───── DATA SECTION

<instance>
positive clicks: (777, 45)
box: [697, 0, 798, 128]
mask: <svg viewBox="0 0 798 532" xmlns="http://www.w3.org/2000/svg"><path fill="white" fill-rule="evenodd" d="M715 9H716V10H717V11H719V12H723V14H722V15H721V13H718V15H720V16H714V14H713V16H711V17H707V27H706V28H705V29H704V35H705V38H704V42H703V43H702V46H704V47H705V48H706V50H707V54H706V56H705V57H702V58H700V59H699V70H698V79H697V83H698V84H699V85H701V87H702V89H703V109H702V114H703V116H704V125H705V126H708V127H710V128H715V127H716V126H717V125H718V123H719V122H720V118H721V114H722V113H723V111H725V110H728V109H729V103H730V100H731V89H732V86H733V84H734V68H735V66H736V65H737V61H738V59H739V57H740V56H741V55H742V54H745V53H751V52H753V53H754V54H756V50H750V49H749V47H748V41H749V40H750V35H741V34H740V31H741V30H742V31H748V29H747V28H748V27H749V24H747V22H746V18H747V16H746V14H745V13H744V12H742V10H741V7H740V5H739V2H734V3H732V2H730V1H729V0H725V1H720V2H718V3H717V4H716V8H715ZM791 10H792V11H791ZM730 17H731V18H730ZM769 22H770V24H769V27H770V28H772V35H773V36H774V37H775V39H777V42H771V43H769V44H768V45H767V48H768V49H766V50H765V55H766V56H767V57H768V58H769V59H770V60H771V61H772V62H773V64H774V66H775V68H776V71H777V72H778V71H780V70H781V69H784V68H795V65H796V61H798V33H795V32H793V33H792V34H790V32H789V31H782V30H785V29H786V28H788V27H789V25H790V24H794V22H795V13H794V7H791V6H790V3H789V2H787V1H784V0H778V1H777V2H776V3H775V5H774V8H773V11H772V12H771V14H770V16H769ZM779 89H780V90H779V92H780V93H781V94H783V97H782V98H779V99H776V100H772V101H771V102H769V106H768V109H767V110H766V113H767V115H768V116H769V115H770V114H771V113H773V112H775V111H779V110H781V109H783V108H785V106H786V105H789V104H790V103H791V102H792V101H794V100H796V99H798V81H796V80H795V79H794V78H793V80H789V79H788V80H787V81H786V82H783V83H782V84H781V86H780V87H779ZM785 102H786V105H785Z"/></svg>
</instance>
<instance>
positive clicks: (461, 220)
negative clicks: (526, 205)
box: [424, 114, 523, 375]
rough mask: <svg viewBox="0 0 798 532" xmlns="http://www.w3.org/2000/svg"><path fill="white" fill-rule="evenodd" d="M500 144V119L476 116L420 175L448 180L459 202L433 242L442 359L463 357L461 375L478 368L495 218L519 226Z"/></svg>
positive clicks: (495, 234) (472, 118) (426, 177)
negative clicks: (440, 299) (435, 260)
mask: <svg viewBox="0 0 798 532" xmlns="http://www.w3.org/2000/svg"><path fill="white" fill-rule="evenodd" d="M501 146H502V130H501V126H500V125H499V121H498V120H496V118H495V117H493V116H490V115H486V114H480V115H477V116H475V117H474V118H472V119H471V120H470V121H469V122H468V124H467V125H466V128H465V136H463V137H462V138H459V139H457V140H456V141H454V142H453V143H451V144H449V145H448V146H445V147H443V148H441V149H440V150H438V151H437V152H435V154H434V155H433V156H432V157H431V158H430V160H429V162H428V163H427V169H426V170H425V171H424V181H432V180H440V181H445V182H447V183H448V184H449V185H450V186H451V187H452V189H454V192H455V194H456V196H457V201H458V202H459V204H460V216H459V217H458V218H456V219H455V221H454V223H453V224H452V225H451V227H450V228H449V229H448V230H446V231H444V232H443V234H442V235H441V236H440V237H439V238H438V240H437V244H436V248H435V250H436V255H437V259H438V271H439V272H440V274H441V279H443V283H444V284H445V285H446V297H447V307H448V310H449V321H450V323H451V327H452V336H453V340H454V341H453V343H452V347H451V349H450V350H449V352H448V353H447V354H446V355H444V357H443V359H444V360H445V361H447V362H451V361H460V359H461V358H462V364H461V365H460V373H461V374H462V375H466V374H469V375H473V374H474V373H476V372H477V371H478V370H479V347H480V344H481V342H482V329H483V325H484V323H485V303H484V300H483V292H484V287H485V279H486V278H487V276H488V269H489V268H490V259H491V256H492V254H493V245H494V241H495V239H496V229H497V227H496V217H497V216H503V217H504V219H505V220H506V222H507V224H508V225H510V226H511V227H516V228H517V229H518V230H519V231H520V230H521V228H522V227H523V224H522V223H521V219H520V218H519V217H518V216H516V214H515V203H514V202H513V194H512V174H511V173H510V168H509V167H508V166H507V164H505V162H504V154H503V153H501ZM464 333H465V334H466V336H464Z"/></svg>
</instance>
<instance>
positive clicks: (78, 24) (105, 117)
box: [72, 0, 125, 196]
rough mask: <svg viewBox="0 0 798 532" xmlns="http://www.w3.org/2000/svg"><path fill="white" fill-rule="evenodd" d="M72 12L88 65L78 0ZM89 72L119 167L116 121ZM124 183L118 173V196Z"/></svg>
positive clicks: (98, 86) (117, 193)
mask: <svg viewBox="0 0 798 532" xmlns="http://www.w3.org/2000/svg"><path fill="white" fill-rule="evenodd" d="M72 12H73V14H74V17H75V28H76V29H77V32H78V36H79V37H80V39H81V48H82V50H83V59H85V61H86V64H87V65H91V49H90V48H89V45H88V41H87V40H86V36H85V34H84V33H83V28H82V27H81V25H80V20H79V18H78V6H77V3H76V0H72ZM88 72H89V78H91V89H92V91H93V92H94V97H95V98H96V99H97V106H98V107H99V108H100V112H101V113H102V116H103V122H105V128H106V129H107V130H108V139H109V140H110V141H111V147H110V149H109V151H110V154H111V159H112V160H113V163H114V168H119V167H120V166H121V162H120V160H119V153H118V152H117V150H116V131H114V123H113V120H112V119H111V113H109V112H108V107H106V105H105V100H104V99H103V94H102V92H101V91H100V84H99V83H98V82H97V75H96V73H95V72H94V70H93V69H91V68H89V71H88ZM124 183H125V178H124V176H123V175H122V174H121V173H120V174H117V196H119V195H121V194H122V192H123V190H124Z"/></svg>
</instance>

──────────

### WHAT THE TASK ASKS
Copy the material above line for line, with no changes.

### OUTPUT OF THE TASK
<instance>
positive clicks: (777, 45)
box: [697, 0, 798, 128]
mask: <svg viewBox="0 0 798 532" xmlns="http://www.w3.org/2000/svg"><path fill="white" fill-rule="evenodd" d="M715 9H716V10H717V11H719V12H723V14H722V15H721V13H718V15H720V16H714V14H713V16H711V17H707V27H706V28H705V29H704V35H705V38H704V42H703V43H702V46H704V47H705V48H706V50H707V54H706V56H705V57H702V58H700V59H699V70H698V79H697V83H698V84H699V85H701V87H702V89H703V109H702V114H703V116H704V125H705V126H708V127H710V128H715V127H716V126H717V125H718V123H719V122H720V118H721V114H722V113H723V111H725V110H728V109H729V103H730V100H731V89H732V86H733V84H734V68H735V66H736V65H737V61H738V59H739V57H740V56H741V55H742V54H745V53H751V52H753V53H754V54H756V50H750V49H749V47H748V41H749V40H750V35H741V34H740V31H741V30H742V31H748V29H747V28H748V27H749V24H747V22H746V18H747V16H746V14H745V13H744V12H742V10H741V7H740V5H739V2H734V3H732V2H730V1H729V0H725V1H720V2H718V3H717V4H716V8H715ZM791 10H792V11H791ZM730 17H731V18H730ZM769 22H770V24H769V27H770V28H772V35H773V36H774V37H775V39H777V42H771V43H769V44H768V45H767V48H768V49H766V50H765V55H766V56H767V57H768V58H769V59H770V60H771V61H772V62H773V64H774V66H775V68H776V71H777V72H778V71H780V70H781V69H784V68H795V65H796V61H798V33H795V32H793V33H792V34H790V32H789V31H782V30H785V29H786V28H788V27H789V25H790V24H794V22H795V13H794V7H791V6H790V3H789V2H787V1H784V0H778V1H777V2H776V3H775V5H774V8H773V11H772V12H771V14H770V16H769ZM779 89H780V90H779V92H780V93H781V94H783V97H782V98H779V99H776V100H772V101H771V102H769V106H768V109H767V110H766V113H767V115H768V116H769V115H770V114H771V113H773V112H775V111H779V110H781V109H783V108H785V106H786V105H789V104H790V103H791V102H792V101H794V100H796V99H798V81H796V80H795V79H794V78H793V80H789V79H788V80H787V81H786V82H783V83H782V84H781V86H780V87H779ZM785 102H786V105H785Z"/></svg>
</instance>
<instance>
positive clicks: (461, 220)
negative clicks: (526, 205)
box: [424, 114, 523, 375]
rough mask: <svg viewBox="0 0 798 532" xmlns="http://www.w3.org/2000/svg"><path fill="white" fill-rule="evenodd" d="M500 144V119L476 116L420 175L448 180L459 202L433 242L442 359L463 357L461 375L478 368L495 218L519 226Z"/></svg>
positive clicks: (495, 234) (472, 118) (426, 177)
negative clicks: (440, 299) (435, 260)
mask: <svg viewBox="0 0 798 532" xmlns="http://www.w3.org/2000/svg"><path fill="white" fill-rule="evenodd" d="M501 146H502V130H501V126H500V125H499V121H498V120H496V118H495V117H493V116H490V115H486V114H480V115H477V116H475V117H474V118H472V119H471V120H470V121H469V122H468V124H467V125H466V128H465V136H463V137H462V138H459V139H457V140H456V141H454V142H453V143H451V144H449V145H448V146H445V147H443V148H441V149H440V150H438V151H437V152H435V154H434V155H433V156H432V157H431V158H430V160H429V162H428V163H427V169H426V170H425V171H424V181H432V180H440V181H445V182H447V183H448V184H449V185H450V186H451V187H452V189H454V192H455V194H456V196H457V201H458V202H459V204H460V216H459V217H458V218H456V219H455V221H454V223H453V224H452V225H451V227H450V228H449V229H448V230H446V231H444V232H443V234H442V235H441V236H440V237H439V238H438V240H437V244H436V248H435V250H436V255H437V259H438V271H439V272H440V274H441V279H443V283H444V284H445V285H446V297H447V307H448V310H449V321H450V323H451V327H452V336H453V340H454V341H453V343H452V347H451V349H450V350H449V352H448V353H447V354H446V355H444V357H443V359H444V360H445V361H447V362H451V361H460V359H461V358H462V364H461V365H460V373H461V374H462V375H466V374H469V375H473V374H474V373H476V372H477V371H478V370H479V347H480V344H481V342H482V329H483V325H484V323H485V303H484V300H483V292H484V287H485V279H486V278H487V276H488V269H489V268H490V259H491V256H492V254H493V245H494V241H495V239H496V229H497V227H496V217H497V216H503V217H504V219H505V220H506V222H507V224H508V225H510V226H511V227H516V228H517V229H518V230H519V231H520V230H521V228H522V227H523V224H522V223H521V219H520V218H519V217H518V216H516V214H515V203H514V202H513V194H512V174H511V173H510V168H509V167H508V166H507V164H505V162H504V154H503V153H501ZM464 333H465V334H466V336H464Z"/></svg>
</instance>
<instance>
positive clicks: (78, 24) (105, 117)
box: [72, 0, 125, 196]
rough mask: <svg viewBox="0 0 798 532" xmlns="http://www.w3.org/2000/svg"><path fill="white" fill-rule="evenodd" d="M72 12L88 65L78 0ZM89 72L119 167L116 121ZM124 183L118 173V196Z"/></svg>
positive clicks: (98, 86) (117, 193)
mask: <svg viewBox="0 0 798 532" xmlns="http://www.w3.org/2000/svg"><path fill="white" fill-rule="evenodd" d="M72 12H73V14H74V17H75V28H76V29H77V32H78V36H79V37H80V39H81V48H82V50H83V59H85V61H86V64H87V65H91V49H90V48H89V45H88V41H87V40H86V36H85V34H84V33H83V28H82V27H81V25H80V20H79V18H78V6H77V3H76V0H72ZM88 72H89V78H91V89H92V91H93V92H94V97H95V98H96V99H97V106H98V107H99V108H100V112H101V113H102V116H103V122H105V128H106V129H107V130H108V139H109V140H110V141H111V147H110V149H109V151H110V154H111V159H112V160H113V163H114V168H119V167H120V166H121V162H120V160H119V153H118V152H117V150H116V131H114V123H113V120H112V119H111V113H109V112H108V107H106V105H105V100H104V99H103V94H102V92H101V91H100V84H99V83H98V82H97V75H96V73H95V72H94V70H93V69H91V68H89V71H88ZM124 183H125V178H124V176H123V175H122V174H121V173H120V174H117V196H119V195H121V194H122V192H123V190H124Z"/></svg>
</instance>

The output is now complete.